*** Supplied text ***
Small Bowel Enteroscopy
Small bowel enteroscopy or double-balloon enteroscopy (DBE) is a test that uses a long skinny flexible tube with a miniature TV camera, to look at the esophagus, stomach and three to six feet of the small intestine. It is commonly used to help diagnose obscure gastrointestinal bleeding, inflammatory bowel disease, celiac disease, small bowel tumors, and a hereditary condition called polyposis syndromes.
The instrument that is used for this exam is called an enteroscope. The scope is about five feet long and has a flexible plastic overtube with a balloon at the tip. The enteroscope has a balloon at the tip as well and by inflating and deflating these balloons, the enteroscope can be advanced far into the small bowel. The diameter of the enteroscope and the overtube is about the size of a nickel.
Frequently Asked Questions About Small Bowel Enteroscopy
- What preparations are required?
- Can I take my current medications?
- What happens during an enteroscopy?
- What happens after the exam?
- What if the enteroscopy shows something?
- Will I talk with the physician after the procedure?
- What are the possible complications of enteroscopy?
- What if I have other questions or concerns prior to my procedure?
1. What preparations are required?
You will be given written instructions for the enteroscopy (enteroscopy prep planner) that will include diet and other information. Please review this prep planner in advance, follow the instructions closely and call if you have any questions. You must not eat or drink anything for the six hours prior to this exam. You must arrange someone to drive you home after your procedure otherwise the procedure will be cancelled.
Some patients undergoing DBE will be scheduled for the retrograde approach (through the rectum) in order to see the lower small intestine. These patients will need to complete a colonoscopy prep.
2. Can I take my current medications?
Please contact your regular doctor if you are on a blood thinner such as Coumadin, Warfarin, or Plavix. Contact your doctor if you are a diabetic and need to give yourself insulin; do not take any diabetic pills on the day of your procedure. You may take all your other regular medications with a small amount of water. Please bring a detailed list of your regular medications with you on the day of your exam.
3. What happens during an enteroscopy?
You will have a chance to meet with the doctor in the procedure room. He/she will discuss your concerns and explain the risks and benefits of the procedure. You may also meet an anesthesiologist who will administer the sedation if your doctor feels that the exam will require general anesthesia. This is a little more involved than sedation you may have received for other endoscopic procedures, but will put you in a deeper sleep. You are unlikely to experience sensation during the procedure but will likely be fully awake shortly after the completion of the exam. The procedure takes 60 to 90 minutes.
*** Information given ***
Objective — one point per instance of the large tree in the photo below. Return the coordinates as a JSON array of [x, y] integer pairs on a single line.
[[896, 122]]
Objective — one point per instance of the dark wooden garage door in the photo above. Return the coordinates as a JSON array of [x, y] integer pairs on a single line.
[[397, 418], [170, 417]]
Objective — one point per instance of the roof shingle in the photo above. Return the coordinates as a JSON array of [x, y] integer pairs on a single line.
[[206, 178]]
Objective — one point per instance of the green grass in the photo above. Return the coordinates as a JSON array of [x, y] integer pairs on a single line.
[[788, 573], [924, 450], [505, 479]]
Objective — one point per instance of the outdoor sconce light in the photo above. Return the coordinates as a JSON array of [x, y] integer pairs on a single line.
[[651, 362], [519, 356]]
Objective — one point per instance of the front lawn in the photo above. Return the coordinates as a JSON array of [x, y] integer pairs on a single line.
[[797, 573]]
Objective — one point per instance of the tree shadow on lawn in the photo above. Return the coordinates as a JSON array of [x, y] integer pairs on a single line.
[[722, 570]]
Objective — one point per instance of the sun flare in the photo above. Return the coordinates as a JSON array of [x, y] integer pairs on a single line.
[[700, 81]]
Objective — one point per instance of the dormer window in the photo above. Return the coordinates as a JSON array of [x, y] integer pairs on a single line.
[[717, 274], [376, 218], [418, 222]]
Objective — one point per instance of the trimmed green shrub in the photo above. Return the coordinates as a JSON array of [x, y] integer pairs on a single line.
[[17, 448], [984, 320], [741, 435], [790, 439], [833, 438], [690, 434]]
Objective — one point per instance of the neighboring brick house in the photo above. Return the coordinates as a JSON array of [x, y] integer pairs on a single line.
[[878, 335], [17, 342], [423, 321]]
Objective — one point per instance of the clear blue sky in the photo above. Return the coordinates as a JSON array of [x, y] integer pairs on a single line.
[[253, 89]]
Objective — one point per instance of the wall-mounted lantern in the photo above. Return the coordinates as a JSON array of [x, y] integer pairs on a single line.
***
Task: Set down the stretch of the small bowel enteroscopy text from "The instrument that" through "after the procedure?", word for word.

Reply:
The instrument that is used for this exam is called an enteroscope. The scope is about five feet long and has a flexible plastic overtube with a balloon at the tip. The enteroscope has a balloon at the tip as well and by inflating and deflating these balloons, the enteroscope can be advanced far into the small bowel. The diameter of the enteroscope and the overtube is about the size of a nickel.
Frequently Asked Questions About Small Bowel Enteroscopy
- What preparations are required?
- Can I take my current medications?
- What happens during an enteroscopy?
- What happens after the exam?
- What if the enteroscopy shows something?
- Will I talk with the physician after the procedure?